### THE TASK
For each line of the listing that holds "green", show the full line.

*** Begin section ***

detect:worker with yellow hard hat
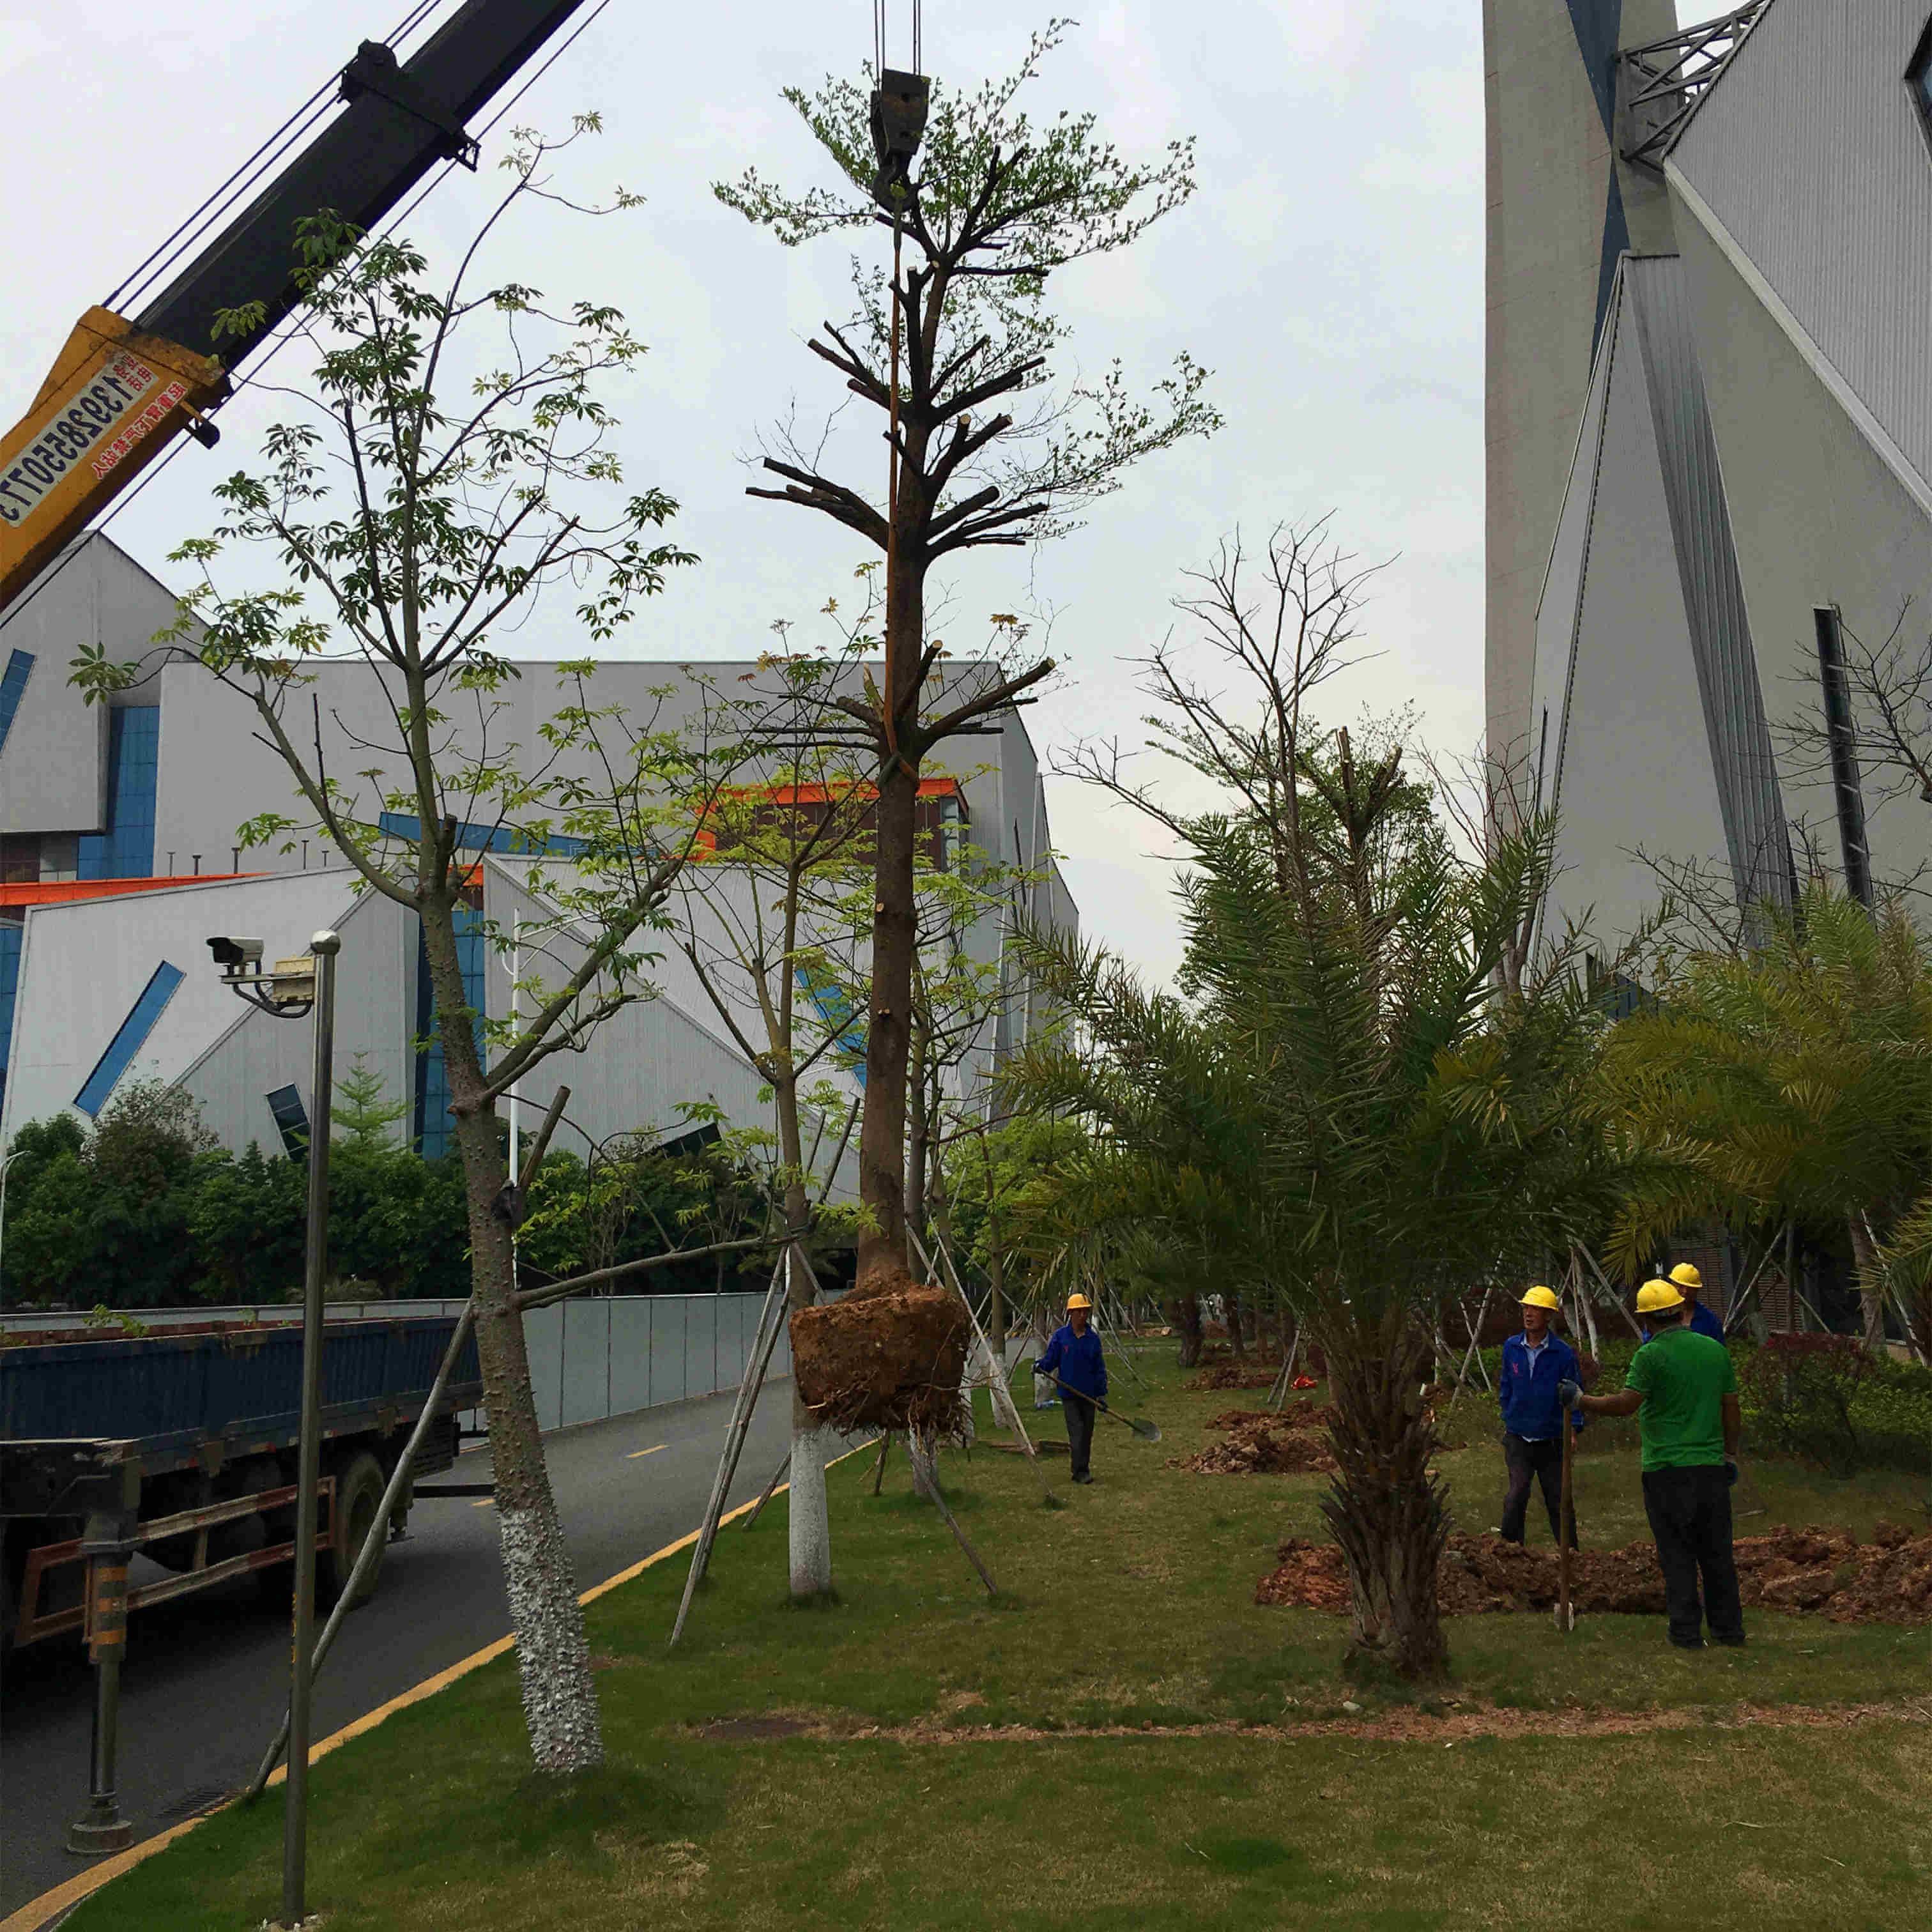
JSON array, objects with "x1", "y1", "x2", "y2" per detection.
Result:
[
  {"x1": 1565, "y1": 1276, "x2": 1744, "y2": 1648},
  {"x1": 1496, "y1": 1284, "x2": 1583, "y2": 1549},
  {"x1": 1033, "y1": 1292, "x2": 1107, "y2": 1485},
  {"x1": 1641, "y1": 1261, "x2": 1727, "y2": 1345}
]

*** End section ***
*** Begin section ***

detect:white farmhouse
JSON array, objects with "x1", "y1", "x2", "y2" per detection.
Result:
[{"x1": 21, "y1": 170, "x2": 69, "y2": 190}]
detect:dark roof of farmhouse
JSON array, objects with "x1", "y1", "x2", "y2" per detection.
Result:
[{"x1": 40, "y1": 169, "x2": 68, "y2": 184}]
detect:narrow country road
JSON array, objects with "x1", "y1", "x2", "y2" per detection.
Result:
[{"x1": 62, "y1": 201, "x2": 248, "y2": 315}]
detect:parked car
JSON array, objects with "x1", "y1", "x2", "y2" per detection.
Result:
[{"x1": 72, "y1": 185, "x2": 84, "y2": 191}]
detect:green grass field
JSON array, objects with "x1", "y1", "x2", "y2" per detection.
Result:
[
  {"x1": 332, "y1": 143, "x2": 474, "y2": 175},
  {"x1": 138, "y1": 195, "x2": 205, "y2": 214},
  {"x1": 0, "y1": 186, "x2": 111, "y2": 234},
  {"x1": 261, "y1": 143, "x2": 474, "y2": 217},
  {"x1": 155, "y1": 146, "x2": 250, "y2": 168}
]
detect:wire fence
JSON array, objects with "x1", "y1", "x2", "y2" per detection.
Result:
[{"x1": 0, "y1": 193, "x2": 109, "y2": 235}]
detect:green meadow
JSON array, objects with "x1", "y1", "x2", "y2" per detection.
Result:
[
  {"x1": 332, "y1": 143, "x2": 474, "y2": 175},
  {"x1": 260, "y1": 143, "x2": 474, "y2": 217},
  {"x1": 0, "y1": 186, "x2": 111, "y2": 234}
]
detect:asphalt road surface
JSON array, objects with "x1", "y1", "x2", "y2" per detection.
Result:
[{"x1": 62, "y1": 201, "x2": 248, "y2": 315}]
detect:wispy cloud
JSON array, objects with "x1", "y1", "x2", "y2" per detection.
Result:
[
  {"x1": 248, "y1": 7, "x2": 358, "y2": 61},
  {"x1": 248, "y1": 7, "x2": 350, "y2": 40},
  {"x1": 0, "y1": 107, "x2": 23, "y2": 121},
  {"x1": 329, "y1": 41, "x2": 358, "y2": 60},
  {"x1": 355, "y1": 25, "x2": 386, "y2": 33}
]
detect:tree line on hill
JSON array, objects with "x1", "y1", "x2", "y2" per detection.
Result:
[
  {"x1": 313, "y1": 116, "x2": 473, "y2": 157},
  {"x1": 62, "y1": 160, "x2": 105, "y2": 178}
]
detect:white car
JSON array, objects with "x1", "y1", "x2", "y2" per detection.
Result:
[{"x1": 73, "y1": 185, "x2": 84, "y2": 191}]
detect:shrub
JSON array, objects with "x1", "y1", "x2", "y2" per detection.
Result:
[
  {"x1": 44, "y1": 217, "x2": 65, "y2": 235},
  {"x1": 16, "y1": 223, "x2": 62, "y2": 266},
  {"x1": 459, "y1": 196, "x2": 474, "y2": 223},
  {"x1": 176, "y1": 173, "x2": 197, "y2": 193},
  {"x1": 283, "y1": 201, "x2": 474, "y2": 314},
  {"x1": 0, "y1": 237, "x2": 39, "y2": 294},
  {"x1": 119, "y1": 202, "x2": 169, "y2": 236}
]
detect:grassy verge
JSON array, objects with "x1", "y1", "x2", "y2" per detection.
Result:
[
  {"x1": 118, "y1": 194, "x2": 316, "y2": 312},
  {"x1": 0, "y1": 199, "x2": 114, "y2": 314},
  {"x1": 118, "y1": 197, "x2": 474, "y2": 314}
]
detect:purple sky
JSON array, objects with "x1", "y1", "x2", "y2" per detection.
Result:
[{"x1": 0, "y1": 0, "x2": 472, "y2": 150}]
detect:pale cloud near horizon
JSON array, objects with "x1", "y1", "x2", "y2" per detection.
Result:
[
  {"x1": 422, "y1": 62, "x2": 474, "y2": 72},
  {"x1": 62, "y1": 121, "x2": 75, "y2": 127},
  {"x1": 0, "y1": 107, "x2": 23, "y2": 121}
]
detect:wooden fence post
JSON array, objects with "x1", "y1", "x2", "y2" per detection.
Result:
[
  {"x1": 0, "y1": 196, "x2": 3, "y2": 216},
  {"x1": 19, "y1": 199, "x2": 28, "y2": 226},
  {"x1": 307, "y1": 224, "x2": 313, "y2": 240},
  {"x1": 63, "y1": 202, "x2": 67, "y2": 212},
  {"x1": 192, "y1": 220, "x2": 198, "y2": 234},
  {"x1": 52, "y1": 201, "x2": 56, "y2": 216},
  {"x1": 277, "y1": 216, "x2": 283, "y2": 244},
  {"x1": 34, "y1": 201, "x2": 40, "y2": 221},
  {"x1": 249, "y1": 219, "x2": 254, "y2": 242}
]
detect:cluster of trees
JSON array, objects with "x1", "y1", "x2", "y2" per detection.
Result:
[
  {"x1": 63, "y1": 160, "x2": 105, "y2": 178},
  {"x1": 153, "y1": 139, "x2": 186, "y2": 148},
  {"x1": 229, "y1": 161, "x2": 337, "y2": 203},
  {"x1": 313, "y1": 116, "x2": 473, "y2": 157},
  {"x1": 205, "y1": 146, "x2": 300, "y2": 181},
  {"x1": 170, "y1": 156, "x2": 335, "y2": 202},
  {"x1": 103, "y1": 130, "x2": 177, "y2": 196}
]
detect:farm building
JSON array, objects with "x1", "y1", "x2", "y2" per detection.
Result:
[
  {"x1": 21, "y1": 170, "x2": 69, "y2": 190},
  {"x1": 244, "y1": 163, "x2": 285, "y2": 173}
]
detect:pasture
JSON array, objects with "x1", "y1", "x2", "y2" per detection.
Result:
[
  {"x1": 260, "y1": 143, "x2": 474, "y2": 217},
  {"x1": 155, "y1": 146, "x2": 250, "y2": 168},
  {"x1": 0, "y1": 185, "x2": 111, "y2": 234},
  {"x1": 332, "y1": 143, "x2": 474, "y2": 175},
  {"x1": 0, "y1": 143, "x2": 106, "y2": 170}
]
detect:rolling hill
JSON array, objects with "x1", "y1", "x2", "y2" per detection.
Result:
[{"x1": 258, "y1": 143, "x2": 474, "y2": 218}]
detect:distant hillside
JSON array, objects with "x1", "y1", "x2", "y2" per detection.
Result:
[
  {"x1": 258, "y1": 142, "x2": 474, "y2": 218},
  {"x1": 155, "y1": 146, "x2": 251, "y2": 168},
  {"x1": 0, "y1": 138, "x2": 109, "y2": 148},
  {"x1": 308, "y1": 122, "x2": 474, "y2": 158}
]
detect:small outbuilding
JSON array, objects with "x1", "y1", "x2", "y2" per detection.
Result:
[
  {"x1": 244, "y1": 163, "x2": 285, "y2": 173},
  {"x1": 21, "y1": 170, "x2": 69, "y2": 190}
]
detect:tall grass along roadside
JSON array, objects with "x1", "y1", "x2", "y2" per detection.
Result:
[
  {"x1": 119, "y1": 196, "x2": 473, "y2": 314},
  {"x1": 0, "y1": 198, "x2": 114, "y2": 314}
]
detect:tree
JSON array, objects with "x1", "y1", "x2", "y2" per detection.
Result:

*** End section ***

### OUTPUT FOR THIS EXERCISE
detect:green grass field
detect:green meadow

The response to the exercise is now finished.